### Given exercise 1
In the apology post, how many girls does the school buddy claim to have been with in the past four months?
### Given exercise 2
List every trait the apology post uses to describe what the school buddy was like in school.
### Given exercise 3
Output the apology post's text between "My earliest memory" and "an hour older.", inclusive.

### Reading passage
## BEGIN
(This is a somewhat longwinded but sincere apology to The Wabbster. Sorry!)We were already a pitcher down when he arrives. “He” being one of my school buddies…not that I knew him very well in school. After all, he was two years senior to me and it was taboo for seniors to talk to juniors!
My earliest memory of him was when I was in Std 1. Our class teacher had called him in to monitor our class. We were all wondering why he was scrunching one eye shut when he told us, “I was asked to keep an eye on you so…”
Okay okay, sorry for the PJ but that’s the kind of guy he was in school. Simple. Religious. At times a pain in the ass but…sweet. Times change and people change. We’re down two pitchers when he comes back to his favourite topic. Women.
“Man! It’s not like there are no hot women in my office. There are! But what to do? I’ve done them all!!! I’ve done….hmmm….nine girls in the past four months alone!” He takes a long drag from his cigarette and exhales into my face. Damn it! I’ll die of passive smoking by the time I turn an hour older.
I flinch at this and look over at Wabby. He smiles and nods – his standard gesture when he hasn’t heard crap of what you’ve said. In this case he was lucky. He didn’t have this ass sitting next to him and boasting about the number of hot women he had “humped and dumped.”
“Man! But that girl I dated way back in Jan really did a number on me.” Another drag of his cigarette and he exhales into my hair. Damn the seating here!!! “I broke up with this chick and she just would not let go of me! I mean, let’s face it. I’m an attractive guy. No doubt about that. But I told her, I told her, “Honey? We just ain’t happening, you know what I’m saying?””
I look at him blankly and nod and smile, trying to look as uninterested as possible.
“She was pretty hurt, I can tell you that. But then, I think she came up with this plan. You know how women get when they are rejected right? She wanted my attention man, she really wanted it. So she went out and slept with about a hundred other guys hoping to hurt me into coming back to her. Ha! Hurt me! Doesn’t she know me by now? Me? Hurt? Ha!”
Sure dude, then why are you still talking about her seven months later? I mentally tune out and tune into the music and my beer. Wabby’s technique of nodding and smiling does wonders and he rattles on, pausing only to take another drag or go bottom’s up on another mug.
## END
### Extracted information
## BEGIN
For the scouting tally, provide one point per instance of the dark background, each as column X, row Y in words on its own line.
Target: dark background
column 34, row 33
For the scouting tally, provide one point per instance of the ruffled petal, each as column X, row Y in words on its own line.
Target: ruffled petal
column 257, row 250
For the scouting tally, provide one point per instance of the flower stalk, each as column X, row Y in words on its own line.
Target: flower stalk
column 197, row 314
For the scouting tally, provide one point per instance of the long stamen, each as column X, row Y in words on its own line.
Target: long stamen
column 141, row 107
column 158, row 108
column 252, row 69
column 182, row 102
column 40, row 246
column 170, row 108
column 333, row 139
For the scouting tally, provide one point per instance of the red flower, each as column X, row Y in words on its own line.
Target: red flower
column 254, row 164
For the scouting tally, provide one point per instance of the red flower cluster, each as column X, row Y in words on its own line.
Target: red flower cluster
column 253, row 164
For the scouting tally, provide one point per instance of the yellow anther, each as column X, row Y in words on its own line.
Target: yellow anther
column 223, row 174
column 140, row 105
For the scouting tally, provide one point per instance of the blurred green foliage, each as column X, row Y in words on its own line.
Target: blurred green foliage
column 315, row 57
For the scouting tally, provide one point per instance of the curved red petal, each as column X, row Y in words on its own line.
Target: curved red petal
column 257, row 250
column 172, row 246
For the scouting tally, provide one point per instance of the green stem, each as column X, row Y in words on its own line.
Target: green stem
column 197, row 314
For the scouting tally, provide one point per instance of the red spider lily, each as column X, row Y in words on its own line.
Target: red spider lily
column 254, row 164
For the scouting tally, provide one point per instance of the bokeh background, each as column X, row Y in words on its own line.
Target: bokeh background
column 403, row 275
## END
### Solution 1
Nine.

### Solution 2
Simple, religious, at times a pain in the ass, and sweet.

### Solution 3
My earliest memory of him was when I was in Std 1. Our class teacher had called him in to monitor our class. We were all wondering why he was scrunching one eye shut when he told us, “I was asked to keep an eye on you so…”
Okay okay, sorry for the PJ but that’s the kind of guy he was in school. Simple. Religious. At times a pain in the ass but…sweet. Times change and people change. We’re down two pitchers when he comes back to his favourite topic. Women.
“Man! It’s not like there are no hot women in my office. There are! But what to do? I’ve done them all!!! I’ve done….hmmm….nine girls in the past four months alone!” He takes a long drag from his cigarette and exhales into my face. Damn it! I’ll die of passive smoking by the time I turn an hour older.